(PROVIDED PASSAGE)
When an ECU’s error counter hits 128, it goes into passive mode. Future error messages from passive nodes will no longer nuke everything on the bus. When a counter hits 255, the corresponding ECU will lose its access to the bus completely. When this happens, things turn sour for the whole automobile system, which may shut down completely or enter a “limp-home” mode.
Image: Cho et al
“Since the bus-off is a serious problem, in most cases, vehicle systems are designed to first enter a ‘limp home’ mode (when it occurs) with all their parameters set to pre-set values, and thus run with reduced functionality (e.g., limited engine RPM),” Cho and Shin explain in a paper that accompanied their presentation. “In this mode, warning lamps are lit up on the dashboard to alert the driver, and the vehicle runs only for some time before it is properly serviced by an OEM-authorized service center. Depending on the severity of the underlying issue, a vehicle in the limp home mode will later be totally disabled.”

(DATA SUPPLIED)
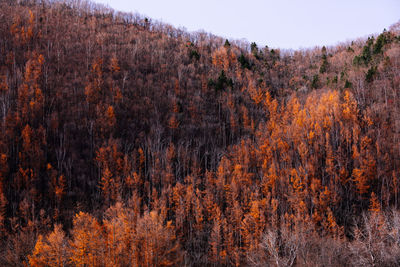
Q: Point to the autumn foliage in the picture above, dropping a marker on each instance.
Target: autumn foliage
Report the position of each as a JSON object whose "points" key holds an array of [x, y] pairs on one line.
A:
{"points": [[127, 142]]}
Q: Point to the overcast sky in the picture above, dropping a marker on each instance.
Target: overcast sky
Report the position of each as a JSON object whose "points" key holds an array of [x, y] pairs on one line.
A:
{"points": [[276, 23]]}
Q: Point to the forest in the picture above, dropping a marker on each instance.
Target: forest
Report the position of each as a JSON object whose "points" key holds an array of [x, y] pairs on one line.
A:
{"points": [[128, 142]]}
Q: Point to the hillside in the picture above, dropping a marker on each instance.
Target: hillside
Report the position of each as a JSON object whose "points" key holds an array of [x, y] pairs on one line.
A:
{"points": [[128, 142]]}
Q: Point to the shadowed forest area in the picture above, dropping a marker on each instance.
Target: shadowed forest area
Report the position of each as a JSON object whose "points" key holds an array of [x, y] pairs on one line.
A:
{"points": [[128, 142]]}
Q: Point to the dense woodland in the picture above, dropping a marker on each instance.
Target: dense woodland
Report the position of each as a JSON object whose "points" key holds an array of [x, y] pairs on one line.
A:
{"points": [[128, 142]]}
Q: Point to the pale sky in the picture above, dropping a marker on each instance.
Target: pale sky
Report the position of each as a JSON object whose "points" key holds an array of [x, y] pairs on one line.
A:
{"points": [[276, 23]]}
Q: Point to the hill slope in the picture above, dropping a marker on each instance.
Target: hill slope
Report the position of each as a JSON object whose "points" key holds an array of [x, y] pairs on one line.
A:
{"points": [[172, 148]]}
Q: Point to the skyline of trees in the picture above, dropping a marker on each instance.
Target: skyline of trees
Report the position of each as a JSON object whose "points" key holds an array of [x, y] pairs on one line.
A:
{"points": [[127, 142]]}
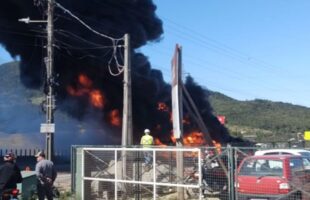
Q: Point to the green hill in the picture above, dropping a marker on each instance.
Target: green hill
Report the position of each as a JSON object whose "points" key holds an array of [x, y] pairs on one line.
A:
{"points": [[263, 119]]}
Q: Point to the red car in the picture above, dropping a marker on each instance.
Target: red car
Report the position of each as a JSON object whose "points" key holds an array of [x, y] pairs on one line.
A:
{"points": [[273, 177]]}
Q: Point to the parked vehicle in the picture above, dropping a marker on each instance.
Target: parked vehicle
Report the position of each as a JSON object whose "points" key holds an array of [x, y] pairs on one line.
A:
{"points": [[297, 152], [273, 177]]}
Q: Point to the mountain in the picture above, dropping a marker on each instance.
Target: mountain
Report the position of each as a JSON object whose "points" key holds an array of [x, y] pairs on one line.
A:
{"points": [[21, 115], [262, 119]]}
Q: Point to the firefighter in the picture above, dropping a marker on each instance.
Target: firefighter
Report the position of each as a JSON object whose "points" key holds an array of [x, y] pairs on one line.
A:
{"points": [[146, 142]]}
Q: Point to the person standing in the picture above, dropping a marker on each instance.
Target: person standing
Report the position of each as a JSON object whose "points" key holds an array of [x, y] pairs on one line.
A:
{"points": [[46, 175], [10, 174], [146, 142]]}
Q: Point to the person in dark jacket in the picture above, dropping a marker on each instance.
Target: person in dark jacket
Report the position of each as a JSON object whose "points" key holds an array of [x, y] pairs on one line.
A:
{"points": [[10, 173], [46, 175]]}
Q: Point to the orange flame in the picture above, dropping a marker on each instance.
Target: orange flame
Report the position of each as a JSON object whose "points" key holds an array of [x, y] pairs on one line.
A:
{"points": [[114, 118], [97, 99], [194, 139], [218, 146], [162, 107], [159, 143]]}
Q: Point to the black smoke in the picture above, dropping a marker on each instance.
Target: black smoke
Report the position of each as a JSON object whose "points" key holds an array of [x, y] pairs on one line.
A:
{"points": [[80, 51]]}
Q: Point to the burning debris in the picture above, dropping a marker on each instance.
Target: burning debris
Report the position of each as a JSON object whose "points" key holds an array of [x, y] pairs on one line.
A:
{"points": [[83, 64]]}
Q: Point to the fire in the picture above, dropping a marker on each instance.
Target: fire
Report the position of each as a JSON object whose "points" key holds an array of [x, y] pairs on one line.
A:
{"points": [[159, 143], [218, 146], [114, 118], [162, 107], [96, 98], [194, 139]]}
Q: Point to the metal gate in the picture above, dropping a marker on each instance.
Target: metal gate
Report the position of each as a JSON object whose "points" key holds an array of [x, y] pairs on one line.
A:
{"points": [[141, 173], [278, 177]]}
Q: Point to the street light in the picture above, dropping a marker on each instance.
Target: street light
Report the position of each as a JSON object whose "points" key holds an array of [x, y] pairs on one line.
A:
{"points": [[28, 20]]}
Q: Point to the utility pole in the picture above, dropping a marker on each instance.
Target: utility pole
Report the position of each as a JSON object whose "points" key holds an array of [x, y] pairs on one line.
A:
{"points": [[49, 104], [127, 104], [49, 61], [177, 114], [127, 109]]}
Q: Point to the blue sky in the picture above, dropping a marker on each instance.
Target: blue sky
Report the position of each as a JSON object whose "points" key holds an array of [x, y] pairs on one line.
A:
{"points": [[245, 49]]}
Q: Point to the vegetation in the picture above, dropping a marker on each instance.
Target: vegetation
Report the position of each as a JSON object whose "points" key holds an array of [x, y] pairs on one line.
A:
{"points": [[262, 119]]}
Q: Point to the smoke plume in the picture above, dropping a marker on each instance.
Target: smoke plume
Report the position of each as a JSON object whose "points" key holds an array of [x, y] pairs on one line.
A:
{"points": [[85, 86]]}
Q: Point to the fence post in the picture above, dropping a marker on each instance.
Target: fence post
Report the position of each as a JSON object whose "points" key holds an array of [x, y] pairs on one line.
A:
{"points": [[231, 172]]}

(WHAT THE TASK ASKS)
Answer these questions from the passage on vehicle bus errors.
(a) At what error counter value does an ECU go into passive mode?
(b) What happens to an ECU when its counter hits 255?
(c) What alerts the driver when a vehicle is in limp home mode?

(SOLUTION TO THE PROBLEM)
(a) 128.
(b) The ECU loses its access to the bus completely.
(c) Warning lamps light up on the dashboard.